[THE PROBLEM] The expected output is every line below, reproduced exactly.

══════════

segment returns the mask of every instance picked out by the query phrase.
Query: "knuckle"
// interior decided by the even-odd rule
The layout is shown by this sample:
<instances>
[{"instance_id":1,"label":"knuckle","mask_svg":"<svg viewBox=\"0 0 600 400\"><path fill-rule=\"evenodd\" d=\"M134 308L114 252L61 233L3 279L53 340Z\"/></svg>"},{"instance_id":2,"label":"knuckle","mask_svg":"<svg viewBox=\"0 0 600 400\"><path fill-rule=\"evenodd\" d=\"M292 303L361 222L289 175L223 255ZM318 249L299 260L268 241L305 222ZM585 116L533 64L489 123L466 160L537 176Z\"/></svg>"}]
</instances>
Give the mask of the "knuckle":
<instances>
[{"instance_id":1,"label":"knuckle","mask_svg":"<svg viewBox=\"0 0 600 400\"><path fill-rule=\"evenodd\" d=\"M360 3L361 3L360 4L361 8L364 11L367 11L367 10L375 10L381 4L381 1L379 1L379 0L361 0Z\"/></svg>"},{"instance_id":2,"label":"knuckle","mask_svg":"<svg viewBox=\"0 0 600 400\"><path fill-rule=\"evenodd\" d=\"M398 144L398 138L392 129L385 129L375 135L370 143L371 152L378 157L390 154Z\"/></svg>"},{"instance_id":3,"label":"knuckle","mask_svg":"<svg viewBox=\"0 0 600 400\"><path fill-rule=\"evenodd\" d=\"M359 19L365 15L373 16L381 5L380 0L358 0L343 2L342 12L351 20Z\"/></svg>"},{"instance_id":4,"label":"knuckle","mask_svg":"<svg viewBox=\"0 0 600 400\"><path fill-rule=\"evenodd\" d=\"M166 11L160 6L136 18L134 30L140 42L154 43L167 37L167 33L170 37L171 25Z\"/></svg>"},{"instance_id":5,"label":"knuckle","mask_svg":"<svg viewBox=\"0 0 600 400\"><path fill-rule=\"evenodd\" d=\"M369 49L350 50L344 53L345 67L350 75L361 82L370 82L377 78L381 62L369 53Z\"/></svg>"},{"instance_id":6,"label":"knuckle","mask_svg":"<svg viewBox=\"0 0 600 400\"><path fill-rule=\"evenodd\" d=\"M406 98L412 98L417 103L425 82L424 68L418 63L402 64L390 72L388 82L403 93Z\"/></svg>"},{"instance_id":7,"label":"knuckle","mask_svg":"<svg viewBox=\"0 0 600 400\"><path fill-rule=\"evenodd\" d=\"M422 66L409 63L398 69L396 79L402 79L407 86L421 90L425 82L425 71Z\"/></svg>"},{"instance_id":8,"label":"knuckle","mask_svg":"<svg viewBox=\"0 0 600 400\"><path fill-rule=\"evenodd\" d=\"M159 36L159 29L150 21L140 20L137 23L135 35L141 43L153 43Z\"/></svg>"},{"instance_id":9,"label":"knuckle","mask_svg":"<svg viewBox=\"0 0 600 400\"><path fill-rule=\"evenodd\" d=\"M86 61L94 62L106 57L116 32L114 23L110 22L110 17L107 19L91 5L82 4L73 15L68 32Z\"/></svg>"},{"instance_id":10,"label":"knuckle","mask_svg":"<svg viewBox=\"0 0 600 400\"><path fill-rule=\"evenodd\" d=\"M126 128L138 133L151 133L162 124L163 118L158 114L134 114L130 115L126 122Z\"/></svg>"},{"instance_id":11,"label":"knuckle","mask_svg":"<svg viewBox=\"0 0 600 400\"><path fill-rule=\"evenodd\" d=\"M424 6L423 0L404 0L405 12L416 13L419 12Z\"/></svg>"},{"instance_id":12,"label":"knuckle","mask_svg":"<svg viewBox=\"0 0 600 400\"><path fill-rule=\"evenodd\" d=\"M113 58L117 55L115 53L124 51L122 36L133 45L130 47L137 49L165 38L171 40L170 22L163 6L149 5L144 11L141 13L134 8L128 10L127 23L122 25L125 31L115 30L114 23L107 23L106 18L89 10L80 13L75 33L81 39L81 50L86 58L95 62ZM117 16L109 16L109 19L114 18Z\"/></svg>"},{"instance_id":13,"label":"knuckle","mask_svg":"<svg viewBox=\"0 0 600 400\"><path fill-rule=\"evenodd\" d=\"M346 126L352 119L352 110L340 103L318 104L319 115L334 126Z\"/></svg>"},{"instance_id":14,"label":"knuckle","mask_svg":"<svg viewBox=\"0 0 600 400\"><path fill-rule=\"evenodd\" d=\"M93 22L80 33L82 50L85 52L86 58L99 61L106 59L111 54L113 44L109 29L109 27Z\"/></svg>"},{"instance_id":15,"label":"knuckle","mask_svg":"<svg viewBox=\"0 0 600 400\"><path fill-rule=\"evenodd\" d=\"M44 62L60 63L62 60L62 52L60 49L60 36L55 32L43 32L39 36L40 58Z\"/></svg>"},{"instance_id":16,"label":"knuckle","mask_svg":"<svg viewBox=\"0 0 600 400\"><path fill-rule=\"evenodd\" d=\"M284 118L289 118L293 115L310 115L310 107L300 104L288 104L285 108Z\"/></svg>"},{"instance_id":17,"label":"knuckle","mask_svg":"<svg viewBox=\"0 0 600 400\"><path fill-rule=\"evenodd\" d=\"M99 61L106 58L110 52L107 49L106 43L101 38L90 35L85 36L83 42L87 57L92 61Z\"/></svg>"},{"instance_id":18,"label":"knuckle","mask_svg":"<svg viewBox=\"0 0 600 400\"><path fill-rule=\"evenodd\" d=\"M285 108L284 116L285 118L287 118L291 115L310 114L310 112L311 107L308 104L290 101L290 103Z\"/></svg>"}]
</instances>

══════════

[TASK RESPONSE]
segment returns the mask of every instance picked out by the query phrase.
Query: "knuckle"
// interior decided by the even-odd rule
The layout is shown by this sample:
<instances>
[{"instance_id":1,"label":"knuckle","mask_svg":"<svg viewBox=\"0 0 600 400\"><path fill-rule=\"evenodd\" d=\"M134 308L114 252L61 233L3 279L53 340Z\"/></svg>"},{"instance_id":2,"label":"knuckle","mask_svg":"<svg viewBox=\"0 0 600 400\"><path fill-rule=\"evenodd\" d=\"M292 303L361 222L289 175L223 255ZM318 249L299 260L268 241L305 222ZM585 116L533 64L489 123L466 160L537 176Z\"/></svg>"}]
</instances>
Give the mask of the "knuckle":
<instances>
[{"instance_id":1,"label":"knuckle","mask_svg":"<svg viewBox=\"0 0 600 400\"><path fill-rule=\"evenodd\" d=\"M360 3L361 3L360 4L361 8L364 11L367 11L367 10L375 10L381 4L381 1L379 1L379 0L361 0Z\"/></svg>"},{"instance_id":2,"label":"knuckle","mask_svg":"<svg viewBox=\"0 0 600 400\"><path fill-rule=\"evenodd\" d=\"M398 144L398 138L392 129L385 129L375 135L370 143L371 152L378 157L390 154Z\"/></svg>"},{"instance_id":3,"label":"knuckle","mask_svg":"<svg viewBox=\"0 0 600 400\"><path fill-rule=\"evenodd\" d=\"M359 19L365 15L373 16L381 5L380 0L358 0L343 2L342 12L351 20Z\"/></svg>"},{"instance_id":4,"label":"knuckle","mask_svg":"<svg viewBox=\"0 0 600 400\"><path fill-rule=\"evenodd\" d=\"M166 11L160 6L136 18L134 30L140 42L154 43L167 37L167 33L170 37L171 25Z\"/></svg>"},{"instance_id":5,"label":"knuckle","mask_svg":"<svg viewBox=\"0 0 600 400\"><path fill-rule=\"evenodd\" d=\"M369 49L350 50L344 53L345 67L350 75L361 82L370 82L377 78L381 62L369 53Z\"/></svg>"},{"instance_id":6,"label":"knuckle","mask_svg":"<svg viewBox=\"0 0 600 400\"><path fill-rule=\"evenodd\" d=\"M406 98L412 98L417 103L425 82L424 68L418 63L402 64L390 72L388 82L403 93Z\"/></svg>"},{"instance_id":7,"label":"knuckle","mask_svg":"<svg viewBox=\"0 0 600 400\"><path fill-rule=\"evenodd\" d=\"M422 66L409 63L398 69L396 79L402 79L407 86L421 90L425 82L425 71Z\"/></svg>"},{"instance_id":8,"label":"knuckle","mask_svg":"<svg viewBox=\"0 0 600 400\"><path fill-rule=\"evenodd\" d=\"M159 36L159 29L150 21L140 20L137 23L135 35L141 43L153 43Z\"/></svg>"},{"instance_id":9,"label":"knuckle","mask_svg":"<svg viewBox=\"0 0 600 400\"><path fill-rule=\"evenodd\" d=\"M86 61L94 62L106 57L116 32L114 23L110 22L110 17L107 19L91 5L82 4L73 15L68 32Z\"/></svg>"},{"instance_id":10,"label":"knuckle","mask_svg":"<svg viewBox=\"0 0 600 400\"><path fill-rule=\"evenodd\" d=\"M126 128L138 133L151 133L162 124L163 118L158 114L134 114L130 115L126 122Z\"/></svg>"},{"instance_id":11,"label":"knuckle","mask_svg":"<svg viewBox=\"0 0 600 400\"><path fill-rule=\"evenodd\" d=\"M424 6L423 0L404 0L405 12L416 13L419 12Z\"/></svg>"},{"instance_id":12,"label":"knuckle","mask_svg":"<svg viewBox=\"0 0 600 400\"><path fill-rule=\"evenodd\" d=\"M113 58L117 55L115 53L124 51L122 36L133 45L130 47L137 49L165 38L171 40L170 22L163 6L149 5L144 11L141 13L134 8L128 10L127 23L122 25L125 31L115 30L114 23L107 23L106 18L89 10L80 13L75 33L81 39L81 50L86 58L95 62ZM117 16L109 16L109 19L114 18Z\"/></svg>"},{"instance_id":13,"label":"knuckle","mask_svg":"<svg viewBox=\"0 0 600 400\"><path fill-rule=\"evenodd\" d=\"M346 126L352 119L352 110L340 103L318 104L319 115L334 126Z\"/></svg>"},{"instance_id":14,"label":"knuckle","mask_svg":"<svg viewBox=\"0 0 600 400\"><path fill-rule=\"evenodd\" d=\"M93 22L80 33L82 50L85 52L86 58L99 61L106 59L111 54L113 44L109 29L109 27Z\"/></svg>"},{"instance_id":15,"label":"knuckle","mask_svg":"<svg viewBox=\"0 0 600 400\"><path fill-rule=\"evenodd\" d=\"M44 62L60 63L62 60L62 52L60 49L60 36L55 32L43 32L39 36L40 58Z\"/></svg>"},{"instance_id":16,"label":"knuckle","mask_svg":"<svg viewBox=\"0 0 600 400\"><path fill-rule=\"evenodd\" d=\"M284 118L289 118L293 115L310 115L310 107L300 104L288 104L285 108Z\"/></svg>"},{"instance_id":17,"label":"knuckle","mask_svg":"<svg viewBox=\"0 0 600 400\"><path fill-rule=\"evenodd\" d=\"M99 61L106 58L110 52L107 49L106 43L101 38L90 35L85 36L83 42L87 57L92 61Z\"/></svg>"},{"instance_id":18,"label":"knuckle","mask_svg":"<svg viewBox=\"0 0 600 400\"><path fill-rule=\"evenodd\" d=\"M285 108L284 116L285 118L287 118L291 115L310 114L310 112L311 107L308 104L290 101L290 103Z\"/></svg>"}]
</instances>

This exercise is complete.